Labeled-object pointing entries
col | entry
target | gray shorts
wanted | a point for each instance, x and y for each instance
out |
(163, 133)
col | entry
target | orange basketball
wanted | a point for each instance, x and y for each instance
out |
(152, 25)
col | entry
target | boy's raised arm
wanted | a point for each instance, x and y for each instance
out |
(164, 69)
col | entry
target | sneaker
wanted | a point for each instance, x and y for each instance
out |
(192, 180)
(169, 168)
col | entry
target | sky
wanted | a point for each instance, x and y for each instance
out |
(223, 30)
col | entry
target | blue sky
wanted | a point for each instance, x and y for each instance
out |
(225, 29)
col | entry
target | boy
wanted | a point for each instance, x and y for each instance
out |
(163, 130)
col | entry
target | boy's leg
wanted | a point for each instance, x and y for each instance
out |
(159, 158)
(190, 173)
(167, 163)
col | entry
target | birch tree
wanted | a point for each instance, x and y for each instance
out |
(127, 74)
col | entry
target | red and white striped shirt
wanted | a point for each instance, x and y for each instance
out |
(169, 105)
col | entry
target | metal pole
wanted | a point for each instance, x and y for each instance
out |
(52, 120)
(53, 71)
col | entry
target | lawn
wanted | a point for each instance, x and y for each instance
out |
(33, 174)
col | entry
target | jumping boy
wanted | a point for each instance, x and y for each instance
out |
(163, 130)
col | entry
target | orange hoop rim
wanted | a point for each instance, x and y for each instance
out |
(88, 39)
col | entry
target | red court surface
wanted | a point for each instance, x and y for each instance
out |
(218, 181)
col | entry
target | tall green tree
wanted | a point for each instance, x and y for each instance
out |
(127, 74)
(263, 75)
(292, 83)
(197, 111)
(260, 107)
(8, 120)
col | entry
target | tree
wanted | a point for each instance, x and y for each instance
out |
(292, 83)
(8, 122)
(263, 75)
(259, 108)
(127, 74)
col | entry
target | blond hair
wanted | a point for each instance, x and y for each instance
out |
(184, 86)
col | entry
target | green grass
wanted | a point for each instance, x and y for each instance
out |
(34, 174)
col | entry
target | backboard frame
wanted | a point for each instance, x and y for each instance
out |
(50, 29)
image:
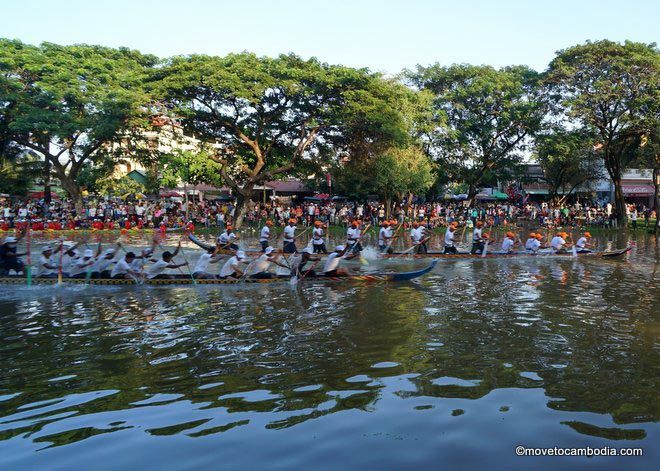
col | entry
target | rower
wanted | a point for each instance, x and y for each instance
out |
(227, 238)
(139, 261)
(259, 269)
(210, 256)
(9, 258)
(535, 244)
(289, 245)
(558, 242)
(508, 242)
(317, 238)
(79, 268)
(47, 267)
(69, 257)
(353, 236)
(530, 241)
(123, 270)
(156, 271)
(477, 239)
(417, 238)
(422, 247)
(582, 244)
(101, 268)
(307, 256)
(231, 268)
(449, 238)
(331, 267)
(264, 238)
(385, 238)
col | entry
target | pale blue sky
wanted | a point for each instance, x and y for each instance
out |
(385, 35)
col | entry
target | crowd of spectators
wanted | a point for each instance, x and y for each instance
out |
(118, 214)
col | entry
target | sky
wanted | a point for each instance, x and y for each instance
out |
(385, 35)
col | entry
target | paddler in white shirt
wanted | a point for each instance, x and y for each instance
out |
(558, 243)
(318, 243)
(385, 237)
(331, 267)
(582, 245)
(231, 269)
(259, 268)
(353, 236)
(477, 239)
(264, 237)
(290, 237)
(200, 272)
(47, 265)
(157, 270)
(418, 238)
(509, 242)
(226, 239)
(449, 238)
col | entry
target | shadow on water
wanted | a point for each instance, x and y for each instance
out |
(458, 367)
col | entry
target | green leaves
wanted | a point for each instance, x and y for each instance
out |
(483, 117)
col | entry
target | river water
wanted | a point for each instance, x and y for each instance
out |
(452, 370)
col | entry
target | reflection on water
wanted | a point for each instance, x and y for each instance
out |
(454, 369)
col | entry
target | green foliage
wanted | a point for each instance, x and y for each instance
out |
(613, 91)
(192, 168)
(18, 172)
(393, 174)
(483, 118)
(72, 104)
(567, 159)
(271, 114)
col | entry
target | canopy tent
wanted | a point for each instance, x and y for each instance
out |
(496, 195)
(137, 176)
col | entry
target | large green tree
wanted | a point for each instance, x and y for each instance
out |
(72, 104)
(568, 161)
(613, 91)
(484, 118)
(266, 116)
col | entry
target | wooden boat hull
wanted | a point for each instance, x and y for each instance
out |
(366, 278)
(440, 255)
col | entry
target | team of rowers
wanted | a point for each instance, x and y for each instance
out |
(65, 260)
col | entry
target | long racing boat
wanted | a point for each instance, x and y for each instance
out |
(459, 255)
(187, 280)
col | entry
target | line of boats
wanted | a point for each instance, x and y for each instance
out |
(353, 278)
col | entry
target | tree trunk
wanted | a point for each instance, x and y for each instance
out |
(656, 184)
(75, 193)
(242, 197)
(388, 207)
(472, 192)
(46, 177)
(620, 203)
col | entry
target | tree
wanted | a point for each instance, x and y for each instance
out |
(613, 91)
(568, 161)
(189, 167)
(484, 118)
(18, 172)
(402, 172)
(267, 115)
(72, 104)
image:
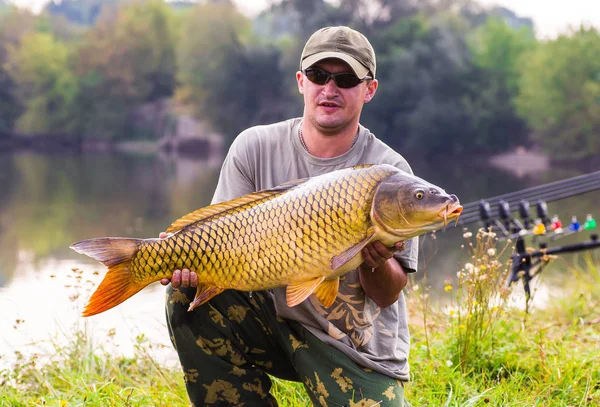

- _Brief_
Find each line in the entries above that contains the word "white", and copy every such line.

- _Solution to the problem_
target | red and white striped shirt
target | paddler in white shirt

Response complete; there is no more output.